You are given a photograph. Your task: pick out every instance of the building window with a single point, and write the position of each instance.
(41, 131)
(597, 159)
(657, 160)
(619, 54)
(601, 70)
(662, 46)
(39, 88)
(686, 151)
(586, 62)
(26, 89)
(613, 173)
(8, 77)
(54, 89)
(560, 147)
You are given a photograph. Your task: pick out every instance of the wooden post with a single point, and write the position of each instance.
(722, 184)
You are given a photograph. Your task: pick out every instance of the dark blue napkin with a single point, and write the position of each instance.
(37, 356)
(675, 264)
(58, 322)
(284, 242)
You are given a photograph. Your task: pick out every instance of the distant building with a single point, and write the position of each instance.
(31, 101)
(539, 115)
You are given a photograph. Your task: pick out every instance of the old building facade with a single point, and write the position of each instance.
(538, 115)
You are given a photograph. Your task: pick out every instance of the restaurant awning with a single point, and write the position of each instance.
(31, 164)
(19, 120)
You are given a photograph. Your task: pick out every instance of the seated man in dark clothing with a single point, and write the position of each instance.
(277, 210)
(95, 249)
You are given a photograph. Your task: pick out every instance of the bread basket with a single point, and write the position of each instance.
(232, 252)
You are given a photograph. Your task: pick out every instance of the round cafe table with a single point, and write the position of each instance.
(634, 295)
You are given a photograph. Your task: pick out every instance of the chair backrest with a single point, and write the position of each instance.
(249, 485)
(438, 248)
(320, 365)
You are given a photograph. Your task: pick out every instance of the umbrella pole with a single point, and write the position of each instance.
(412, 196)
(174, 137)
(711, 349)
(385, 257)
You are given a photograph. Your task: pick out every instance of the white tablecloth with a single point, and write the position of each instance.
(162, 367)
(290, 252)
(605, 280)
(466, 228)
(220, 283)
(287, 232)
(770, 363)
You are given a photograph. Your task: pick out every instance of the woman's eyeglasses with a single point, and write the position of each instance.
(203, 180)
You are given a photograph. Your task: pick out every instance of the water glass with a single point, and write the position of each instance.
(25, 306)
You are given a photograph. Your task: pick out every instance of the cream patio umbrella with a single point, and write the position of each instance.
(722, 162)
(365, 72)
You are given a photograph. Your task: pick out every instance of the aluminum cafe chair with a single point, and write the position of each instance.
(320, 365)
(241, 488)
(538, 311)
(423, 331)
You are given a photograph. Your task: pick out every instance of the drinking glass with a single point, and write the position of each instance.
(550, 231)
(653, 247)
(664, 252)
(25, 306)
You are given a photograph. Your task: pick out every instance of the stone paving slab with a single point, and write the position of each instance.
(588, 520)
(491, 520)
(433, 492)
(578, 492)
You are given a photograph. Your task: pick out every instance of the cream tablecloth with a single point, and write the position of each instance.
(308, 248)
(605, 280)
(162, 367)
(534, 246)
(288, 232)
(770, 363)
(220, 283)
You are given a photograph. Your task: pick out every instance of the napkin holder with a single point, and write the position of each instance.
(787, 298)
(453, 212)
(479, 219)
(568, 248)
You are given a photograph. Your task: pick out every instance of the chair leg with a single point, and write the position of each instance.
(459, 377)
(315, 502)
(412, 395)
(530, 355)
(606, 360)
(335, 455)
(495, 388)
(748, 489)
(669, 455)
:::
● Directive
Return exactly the lines of the data, and only those, from the line with "of the aluminum" through the last line, inclusive.

● Finished exercise
You are given a photograph. Your task: pick out every instance of the aluminum cafe chair with a single point, and write the position of each instance.
(320, 365)
(241, 488)
(538, 311)
(423, 331)
You are given a photograph. Your task: pick out every instance of the drinking glass with a single point, and write the position of each instance.
(550, 231)
(653, 247)
(664, 252)
(25, 306)
You are given a photograph. Your task: pick out every instance of the stone paving slab with a single point, and write the position of each instance.
(588, 520)
(491, 520)
(433, 492)
(578, 492)
You are given a photograph. Your task: pick out every instance of the cream tablecloth with a single point, and write the position of each instance.
(308, 248)
(605, 280)
(162, 367)
(534, 246)
(288, 232)
(770, 363)
(220, 283)
You are given a photograph. Your task: pick out every instance of the napkin holder with a single point, and write the position of each instance.
(787, 298)
(453, 212)
(479, 219)
(568, 248)
You are given a photograph. Your task: pick out every instance of the chair leg with a single point, and write the position of each instance.
(459, 377)
(315, 502)
(412, 395)
(530, 355)
(606, 360)
(335, 455)
(495, 388)
(748, 489)
(669, 455)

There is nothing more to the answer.